> Aangeleverde tekst:
Maar er zouden wel eens veel meer toepassingen kunnen zijn. In een publicatie, die binnenkort verschijnt in Nature Materials, wordt beschreven hoe de zichzelf vormende linten een gel vormen die zinkoxidekristallen adsorbeert. Een dergelijke gel zou bruikbaar zijn in een UV-laser: volgens Stupp slaat deze aan bij een lagere pulsspanning dan wanneer je pure ZnO gebruikt.

Een ander onverwacht effect is dat de linten spiraalvormig worden als je ze laat groeien in een polair oplosmiddel, zoals ethylmethacrylaat. Het plan bestaat om zulke spiralen te gebruiken als mal voor supergeleidend materiaal: het is al gelukt om er een laagje cadmiumsulfide op te laten neerslaan. En de nieuwste ontwikkeling is dat je de linten zelf elektrisch geleidend kunt maken door tetrathiofeen in de bouwstenen in te bouwen.

> Gegevens:
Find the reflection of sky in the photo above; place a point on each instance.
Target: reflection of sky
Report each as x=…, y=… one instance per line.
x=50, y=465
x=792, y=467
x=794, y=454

> Vragen bij de tekst:
**1)** Citeer uit de tekst over de zichzelf vormende linten alles vanaf "Een ander onverwacht" tot en met "in te bouwen.".
**2)** Welk materiaal is volgens de tekst over de zichzelf vormende linten al op de spiralen neergeslagen?
**3)** Schrijf de tekst over de zichzelf vormende linten verder vanaf het punt waar hij ophoudt.
De regels spelen hierbij geen enkele rol.

> Antwoorden per opdracht:
**1)**
Een ander onverwacht effect is dat de linten spiraalvormig worden als je ze laat groeien in een polair oplosmiddel, zoals ethylmethacrylaat. Het plan bestaat om zulke spiralen te gebruiken als mal voor supergeleidend materiaal: het is al gelukt om er een laagje cadmiumsulfide op te laten neerslaan. En de nieuwste ontwikkeling is dat je de linten zelf elektrisch geleidend kunt maken door tetrathiofeen in de bouwstenen in te bouwen.

**2)** Een laagje cadmiumsulfide.

**3)**
Vezels

Ook in de biomedische sector ziet Stupp perspectieven voor zelfassemblerende moleculen. Het ligt voor de hand om te denken dat ze reserve-onderdelen moeten gaan vormen voor het menselijk lichaam. Dat is echter niet helemaal de bedoeling: de moleculen moeten eerder de matrijzen vormen die natuurlijke herstelprocessen in goede banen leiden. Te denken valt aan een nanovezel die helpt bij het herstel van een dwarslaesie door de neuronen de juiste kant op te drijven en tegelijk allerlei afbraakmechanismen uit de buurt te houden.

Stupps eerste pogingen in de richting van een bionanovezel dateren van een paar jaar geleden. De bouwstenen lijken een beetje op de dendrorodcoils, maar dit keer worden ze opgebouwd uit aminozuren. Stupp’s ‘bio-actieve peptide-amfifielen’ zijn enigszins kegelvormig en in theorie zouden ze moeten samenklonteren tot een bol. Maar ook hier blijkt de praktijk weer iets anders: ze vormen eerst wigvormige plaatjes, en die vormen samen weer een holle vezel.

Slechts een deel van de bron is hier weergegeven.